Referring expression pointing data:

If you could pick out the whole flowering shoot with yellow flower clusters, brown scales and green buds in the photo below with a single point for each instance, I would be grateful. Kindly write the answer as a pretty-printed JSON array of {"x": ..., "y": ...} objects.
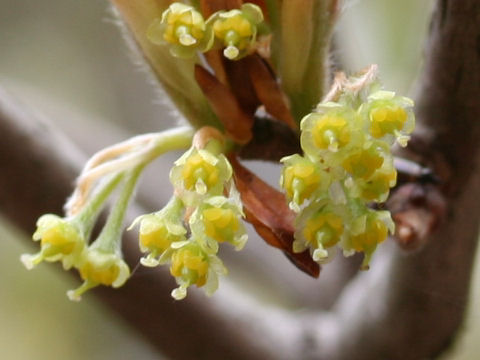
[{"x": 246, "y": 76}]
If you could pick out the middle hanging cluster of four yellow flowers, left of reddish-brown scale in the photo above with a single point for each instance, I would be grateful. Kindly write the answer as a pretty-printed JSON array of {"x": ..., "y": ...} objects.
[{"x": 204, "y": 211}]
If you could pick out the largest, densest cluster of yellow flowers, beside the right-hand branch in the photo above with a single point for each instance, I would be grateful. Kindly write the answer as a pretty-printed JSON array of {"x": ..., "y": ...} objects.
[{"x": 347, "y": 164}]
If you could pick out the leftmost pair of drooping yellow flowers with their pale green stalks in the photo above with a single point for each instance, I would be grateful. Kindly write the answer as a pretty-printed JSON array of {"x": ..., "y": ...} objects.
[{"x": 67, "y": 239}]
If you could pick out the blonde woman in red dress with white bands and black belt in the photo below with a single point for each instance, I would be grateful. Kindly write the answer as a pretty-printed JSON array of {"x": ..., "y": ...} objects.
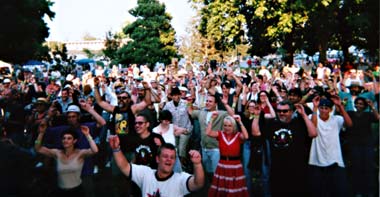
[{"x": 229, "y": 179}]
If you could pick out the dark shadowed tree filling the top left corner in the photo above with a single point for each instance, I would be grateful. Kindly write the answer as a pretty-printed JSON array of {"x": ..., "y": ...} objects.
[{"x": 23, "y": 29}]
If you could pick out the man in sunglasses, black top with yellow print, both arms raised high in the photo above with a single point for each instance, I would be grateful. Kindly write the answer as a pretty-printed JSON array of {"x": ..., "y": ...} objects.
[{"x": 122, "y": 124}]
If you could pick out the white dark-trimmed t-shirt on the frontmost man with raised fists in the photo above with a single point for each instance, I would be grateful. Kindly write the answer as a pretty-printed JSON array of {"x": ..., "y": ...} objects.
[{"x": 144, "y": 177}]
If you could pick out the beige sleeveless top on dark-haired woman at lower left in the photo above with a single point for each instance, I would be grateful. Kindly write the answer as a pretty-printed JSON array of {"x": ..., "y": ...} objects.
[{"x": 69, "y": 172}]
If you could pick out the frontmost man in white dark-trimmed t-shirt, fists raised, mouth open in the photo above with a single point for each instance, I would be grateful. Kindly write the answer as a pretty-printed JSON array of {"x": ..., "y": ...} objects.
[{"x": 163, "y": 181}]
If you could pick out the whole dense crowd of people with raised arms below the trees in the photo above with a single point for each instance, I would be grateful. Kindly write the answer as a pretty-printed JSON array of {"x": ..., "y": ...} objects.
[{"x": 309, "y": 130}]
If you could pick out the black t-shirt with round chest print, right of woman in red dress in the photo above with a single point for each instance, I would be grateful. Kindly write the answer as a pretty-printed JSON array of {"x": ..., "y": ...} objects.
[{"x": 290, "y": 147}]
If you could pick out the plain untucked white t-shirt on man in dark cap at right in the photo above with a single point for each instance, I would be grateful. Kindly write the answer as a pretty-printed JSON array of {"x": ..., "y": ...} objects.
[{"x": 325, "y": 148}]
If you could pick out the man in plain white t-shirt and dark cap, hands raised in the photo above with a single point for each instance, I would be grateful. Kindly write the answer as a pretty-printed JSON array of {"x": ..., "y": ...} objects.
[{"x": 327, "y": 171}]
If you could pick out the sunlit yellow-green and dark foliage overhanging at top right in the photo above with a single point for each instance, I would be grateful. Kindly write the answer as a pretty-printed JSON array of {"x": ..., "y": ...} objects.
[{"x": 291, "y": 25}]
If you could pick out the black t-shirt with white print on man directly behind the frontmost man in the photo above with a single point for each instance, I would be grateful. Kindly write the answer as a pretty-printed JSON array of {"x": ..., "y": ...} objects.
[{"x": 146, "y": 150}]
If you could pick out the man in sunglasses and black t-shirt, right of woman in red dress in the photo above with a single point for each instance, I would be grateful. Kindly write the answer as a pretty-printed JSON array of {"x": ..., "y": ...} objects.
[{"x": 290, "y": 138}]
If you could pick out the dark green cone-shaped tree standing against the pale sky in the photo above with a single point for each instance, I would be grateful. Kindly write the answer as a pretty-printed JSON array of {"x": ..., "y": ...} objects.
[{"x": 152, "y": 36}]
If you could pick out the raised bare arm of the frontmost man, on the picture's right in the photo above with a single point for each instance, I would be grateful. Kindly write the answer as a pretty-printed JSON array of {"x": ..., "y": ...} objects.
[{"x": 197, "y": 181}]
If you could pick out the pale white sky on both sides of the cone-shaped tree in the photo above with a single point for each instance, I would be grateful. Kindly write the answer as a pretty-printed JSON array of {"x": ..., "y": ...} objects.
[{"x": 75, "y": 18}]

■ **Instructions to follow**
Reproduce all the entries that precede this task, word for word, minus any pictures.

■ **Written response**
If you could pick out the whole flowering shoot with yellow flower clusters, brown scales and green buds in the photo below with a single point for each instance, I would be grateful. Kindly write the answer as a pretty-printed JSON array of {"x": ..., "y": ...} objects.
[{"x": 246, "y": 76}]
If you could pick out the middle hanging cluster of four yellow flowers, left of reddish-brown scale in the photo above with a single point for each instance, I would be grateful. Kindly write the answer as a pretty-printed JSON array of {"x": ..., "y": ...} objects.
[{"x": 204, "y": 211}]
If you could pick out the largest, densest cluster of yellow flowers, beside the right-hand branch in the photo above with a single point for each instance, I would be grateful. Kindly write the answer as a pretty-printed JSON array of {"x": ..., "y": ...} objects.
[{"x": 347, "y": 164}]
If you could pick out the leftmost pair of drooping yellow flowers with their pale green stalks in the photo above with a single point for each instance, I would be grateful. Kindly write the answer as a pretty-printed JSON array of {"x": ..., "y": ...} objects.
[{"x": 67, "y": 239}]
If you could pick out the blonde woman in red dress with white bands and black belt in the photo below with a single point for each instance, I would be grateful. Kindly write the answer as a pretty-printed JSON array of {"x": ..., "y": ...} objects.
[{"x": 229, "y": 179}]
If you could pick out the dark shadowed tree filling the top left corner in the photo above with a single point for each instance, I would be grateful. Kindly write the answer as a pretty-printed JSON array of {"x": ..., "y": ...} objects.
[{"x": 23, "y": 29}]
If you could pick out the man in sunglasses, black top with yellow print, both arms raised high in the photo above with a single point for each instance, I would be grateful. Kindly write the answer as a pretty-printed JSON array of {"x": ..., "y": ...} objects.
[{"x": 122, "y": 124}]
If you could pick out the white dark-trimmed t-shirt on the frontmost man with raised fists in the photo above with a single point for each instance, I would be grateful. Kindly write the answer as a pretty-printed JSON array of {"x": ..., "y": ...} objects.
[{"x": 144, "y": 177}]
If you could pick out the beige sleeveless top on dark-haired woman at lower left in the photo above with a single point for each instance, I would be grateful. Kindly write the answer as a pretty-printed JSON array of {"x": ..., "y": ...} objects.
[{"x": 69, "y": 172}]
If you could pick out the frontmost man in white dark-trimmed t-shirt, fists raised, mouth open in the photo above with a single point for each instance, I would be grateful. Kindly write the answer as a pretty-printed JSON array of {"x": ..., "y": ...} objects.
[{"x": 163, "y": 181}]
If you could pick out the whole dense crowd of people with raised arms below the trees in the photo above with a single point for each instance, I would be grateful. Kindly write the answer as a pretty-printed JSON array of {"x": ..., "y": ...} objects.
[{"x": 309, "y": 130}]
If you could pick out the black t-shirt with round chest print, right of woman in red dress in the photo above with a single point for each instance, I would be grateful. Kindly write the answer as a pretty-printed JSON array of {"x": ..., "y": ...} objects.
[{"x": 290, "y": 147}]
If you could pick out the plain untucked white t-shirt on man in dark cap at right in the photo above with a single point for each instance, I would be grateful. Kindly write the answer as a pretty-printed JSON array of {"x": ..., "y": ...} objects.
[{"x": 325, "y": 148}]
If you could pick out the man in plain white t-shirt and dark cap, hands raised in the photo above with a single point for each instance, I would be grateful. Kindly write the answer as a pretty-printed JSON array of {"x": ..., "y": ...} objects.
[{"x": 327, "y": 171}]
If you could pick out the sunlit yellow-green and dark foliage overhanging at top right in the photo above with a single point for each instance, I would be grateful. Kindly write the answer as a pretty-printed JSON array of {"x": ..., "y": ...} objects.
[{"x": 291, "y": 25}]
If you could pick out the black t-shirt with white print on man directly behind the frontmost man in the photo above with a single point for each instance, I would be grateful. Kindly write the answer as a pretty-printed JSON array of {"x": ..., "y": ...} objects.
[{"x": 146, "y": 150}]
If you could pick out the man in sunglasses and black t-shirt, right of woman in red dress in the photo above with a single point for each instance, I would be grateful. Kindly write the answer as a pretty-printed JSON array of {"x": ..., "y": ...} objects.
[{"x": 290, "y": 138}]
If you could pick out the dark green cone-shaped tree standing against the pale sky in the photo above with a single point for each instance, I would be grateful. Kindly write the answer as a pretty-printed JSON array of {"x": ..., "y": ...} objects.
[{"x": 152, "y": 36}]
If you could pick out the raised bare arm of the frontmost man, on the picture's right in the photo above with a single point for each instance, I would be grateful. Kindly write the answer as a pretty-printed JSON array of {"x": ..., "y": ...} objects.
[{"x": 197, "y": 181}]
If you could pick out the pale white sky on both sides of the cone-shaped tree in the photo above with a single point for each instance, I would be grateful. Kindly write the answer as a pretty-printed JSON array of {"x": ..., "y": ...} objects.
[{"x": 75, "y": 18}]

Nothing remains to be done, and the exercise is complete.